__Data records__:
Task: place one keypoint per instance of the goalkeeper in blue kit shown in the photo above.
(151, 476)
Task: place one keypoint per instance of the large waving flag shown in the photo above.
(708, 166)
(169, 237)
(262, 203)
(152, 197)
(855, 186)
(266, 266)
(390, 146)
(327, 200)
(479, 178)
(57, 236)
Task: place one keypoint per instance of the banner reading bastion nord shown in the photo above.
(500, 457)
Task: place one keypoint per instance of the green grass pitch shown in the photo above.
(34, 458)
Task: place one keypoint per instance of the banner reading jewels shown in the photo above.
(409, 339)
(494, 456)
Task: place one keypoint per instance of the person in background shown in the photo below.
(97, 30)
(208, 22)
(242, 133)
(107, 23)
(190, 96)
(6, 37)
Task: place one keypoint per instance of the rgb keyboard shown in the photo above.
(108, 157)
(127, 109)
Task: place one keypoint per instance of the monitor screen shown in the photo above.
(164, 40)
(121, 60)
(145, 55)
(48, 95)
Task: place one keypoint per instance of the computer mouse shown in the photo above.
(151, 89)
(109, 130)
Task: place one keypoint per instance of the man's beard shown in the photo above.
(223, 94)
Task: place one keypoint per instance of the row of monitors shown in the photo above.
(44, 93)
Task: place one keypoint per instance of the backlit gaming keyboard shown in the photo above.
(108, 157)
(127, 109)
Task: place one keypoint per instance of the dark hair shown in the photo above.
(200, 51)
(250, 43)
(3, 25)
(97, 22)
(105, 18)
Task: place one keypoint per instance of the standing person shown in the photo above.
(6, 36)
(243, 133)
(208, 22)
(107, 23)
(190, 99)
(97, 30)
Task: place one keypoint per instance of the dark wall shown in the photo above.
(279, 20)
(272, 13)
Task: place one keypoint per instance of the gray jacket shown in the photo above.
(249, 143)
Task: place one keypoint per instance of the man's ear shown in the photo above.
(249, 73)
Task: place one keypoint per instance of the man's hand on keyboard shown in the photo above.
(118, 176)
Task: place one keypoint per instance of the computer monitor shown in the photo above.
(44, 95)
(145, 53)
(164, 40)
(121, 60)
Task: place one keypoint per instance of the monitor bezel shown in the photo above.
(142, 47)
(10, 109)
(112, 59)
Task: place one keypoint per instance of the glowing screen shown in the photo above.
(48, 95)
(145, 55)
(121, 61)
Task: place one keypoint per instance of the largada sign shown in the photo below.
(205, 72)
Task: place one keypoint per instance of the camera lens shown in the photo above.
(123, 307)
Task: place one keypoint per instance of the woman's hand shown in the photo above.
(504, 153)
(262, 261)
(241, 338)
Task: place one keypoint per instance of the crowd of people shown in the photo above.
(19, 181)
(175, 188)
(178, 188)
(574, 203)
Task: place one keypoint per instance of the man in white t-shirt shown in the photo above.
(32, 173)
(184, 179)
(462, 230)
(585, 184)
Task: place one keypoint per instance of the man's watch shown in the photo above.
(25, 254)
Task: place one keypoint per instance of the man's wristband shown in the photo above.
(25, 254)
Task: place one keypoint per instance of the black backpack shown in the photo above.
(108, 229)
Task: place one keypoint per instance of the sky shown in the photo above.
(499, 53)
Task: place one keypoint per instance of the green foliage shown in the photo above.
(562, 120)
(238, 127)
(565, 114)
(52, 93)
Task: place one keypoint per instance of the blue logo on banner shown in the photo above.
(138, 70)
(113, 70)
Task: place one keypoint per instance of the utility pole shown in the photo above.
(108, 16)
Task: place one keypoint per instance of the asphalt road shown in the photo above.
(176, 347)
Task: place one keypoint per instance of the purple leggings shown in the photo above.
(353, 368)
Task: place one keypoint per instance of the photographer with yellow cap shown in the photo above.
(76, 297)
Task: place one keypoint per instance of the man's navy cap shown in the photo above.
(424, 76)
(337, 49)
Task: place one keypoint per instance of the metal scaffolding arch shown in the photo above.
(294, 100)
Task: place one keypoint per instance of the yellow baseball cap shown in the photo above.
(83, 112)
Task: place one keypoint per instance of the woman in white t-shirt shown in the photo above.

__Directions for this task__: Each line from the one containing "Task: place one keypoint per instance of the yellow" to the end of the records should be echoed exactly, and no other line.

__Answer for this exercise__:
Task: place one keypoint per instance of the yellow baseball cap shown in the photo above.
(83, 112)
Task: place one keypoint per instance of the woman in white t-shirt shown in the photo above.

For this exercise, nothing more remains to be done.